Point-per-instance localization data:
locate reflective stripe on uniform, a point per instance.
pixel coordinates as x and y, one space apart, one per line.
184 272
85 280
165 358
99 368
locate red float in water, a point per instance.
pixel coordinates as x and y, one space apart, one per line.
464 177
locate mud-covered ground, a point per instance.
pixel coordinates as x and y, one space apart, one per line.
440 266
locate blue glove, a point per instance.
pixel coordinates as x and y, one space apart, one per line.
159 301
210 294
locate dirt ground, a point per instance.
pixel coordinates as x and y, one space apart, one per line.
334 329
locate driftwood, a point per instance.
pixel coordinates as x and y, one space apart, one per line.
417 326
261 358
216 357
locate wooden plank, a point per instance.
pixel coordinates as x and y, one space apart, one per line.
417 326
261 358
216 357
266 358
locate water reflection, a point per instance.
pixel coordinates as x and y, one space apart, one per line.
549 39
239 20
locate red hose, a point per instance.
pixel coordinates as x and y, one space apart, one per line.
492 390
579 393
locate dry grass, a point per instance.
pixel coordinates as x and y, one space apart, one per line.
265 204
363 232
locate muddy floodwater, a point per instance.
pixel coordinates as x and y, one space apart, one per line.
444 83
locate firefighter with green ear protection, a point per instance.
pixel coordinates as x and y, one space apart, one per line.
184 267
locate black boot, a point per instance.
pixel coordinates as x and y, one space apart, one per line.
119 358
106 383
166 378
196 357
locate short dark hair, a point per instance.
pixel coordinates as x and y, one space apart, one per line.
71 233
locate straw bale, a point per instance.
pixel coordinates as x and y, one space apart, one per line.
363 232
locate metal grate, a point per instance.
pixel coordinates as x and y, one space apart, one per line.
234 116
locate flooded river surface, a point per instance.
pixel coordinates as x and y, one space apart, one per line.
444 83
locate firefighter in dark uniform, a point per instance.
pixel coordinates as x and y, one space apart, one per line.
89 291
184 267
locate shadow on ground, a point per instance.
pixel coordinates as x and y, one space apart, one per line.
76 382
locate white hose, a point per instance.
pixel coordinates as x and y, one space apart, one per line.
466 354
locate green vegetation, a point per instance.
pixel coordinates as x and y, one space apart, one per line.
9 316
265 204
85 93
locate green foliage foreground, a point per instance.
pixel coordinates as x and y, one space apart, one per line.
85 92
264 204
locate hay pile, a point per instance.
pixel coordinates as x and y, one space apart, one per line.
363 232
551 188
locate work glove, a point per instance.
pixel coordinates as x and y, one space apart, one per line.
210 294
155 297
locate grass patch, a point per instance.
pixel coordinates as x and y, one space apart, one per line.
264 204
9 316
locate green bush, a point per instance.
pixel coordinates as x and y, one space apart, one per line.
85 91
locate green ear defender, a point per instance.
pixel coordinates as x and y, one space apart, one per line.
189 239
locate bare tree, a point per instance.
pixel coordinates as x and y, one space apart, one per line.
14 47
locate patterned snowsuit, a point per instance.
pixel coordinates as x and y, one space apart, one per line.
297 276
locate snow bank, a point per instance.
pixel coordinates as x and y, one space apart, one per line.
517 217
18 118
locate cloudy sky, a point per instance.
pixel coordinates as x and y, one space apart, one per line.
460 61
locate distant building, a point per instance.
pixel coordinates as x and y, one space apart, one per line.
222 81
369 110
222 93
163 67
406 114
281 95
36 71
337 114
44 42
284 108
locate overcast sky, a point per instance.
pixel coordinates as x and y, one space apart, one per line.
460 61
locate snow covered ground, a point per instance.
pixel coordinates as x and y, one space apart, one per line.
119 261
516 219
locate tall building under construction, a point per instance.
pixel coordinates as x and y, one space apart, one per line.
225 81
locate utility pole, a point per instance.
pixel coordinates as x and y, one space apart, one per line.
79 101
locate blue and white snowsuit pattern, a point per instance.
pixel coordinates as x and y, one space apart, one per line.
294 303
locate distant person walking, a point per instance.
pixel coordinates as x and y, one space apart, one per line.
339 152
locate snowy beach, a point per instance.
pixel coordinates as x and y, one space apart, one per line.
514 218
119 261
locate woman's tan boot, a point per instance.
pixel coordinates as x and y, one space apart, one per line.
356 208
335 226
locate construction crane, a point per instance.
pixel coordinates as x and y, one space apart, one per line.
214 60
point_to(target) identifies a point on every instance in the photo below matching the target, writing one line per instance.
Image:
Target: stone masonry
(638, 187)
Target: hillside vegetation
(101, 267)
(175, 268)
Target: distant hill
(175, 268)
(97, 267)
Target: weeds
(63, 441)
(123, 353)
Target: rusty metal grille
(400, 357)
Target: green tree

Your assignment: Look through the data above and return exactly the lines from the one that contains "locate firefighter in" to the one that contains "locate hay pile, a point per instance.", inclusive, with nothing else.

Answer space:
locate firefighter in dark uniform, a point per instance.
pixel coordinates as x and y, one space apart, one per line.
89 291
184 267
locate shadow on ground, a point per instance.
pixel coordinates as x and y, one space apart, one per line.
76 382
locate white hose, a point per instance.
pixel coordinates as x and y, one space apart, one per line.
466 354
locate green vegetation, a point per instance.
pixel coordinates as x and y, one space apart, one per line.
9 316
265 204
85 93
locate green foliage foreground, a point per instance.
pixel coordinates as x and y, one space apart, one per line.
85 92
264 204
locate hay pile, a point per instance.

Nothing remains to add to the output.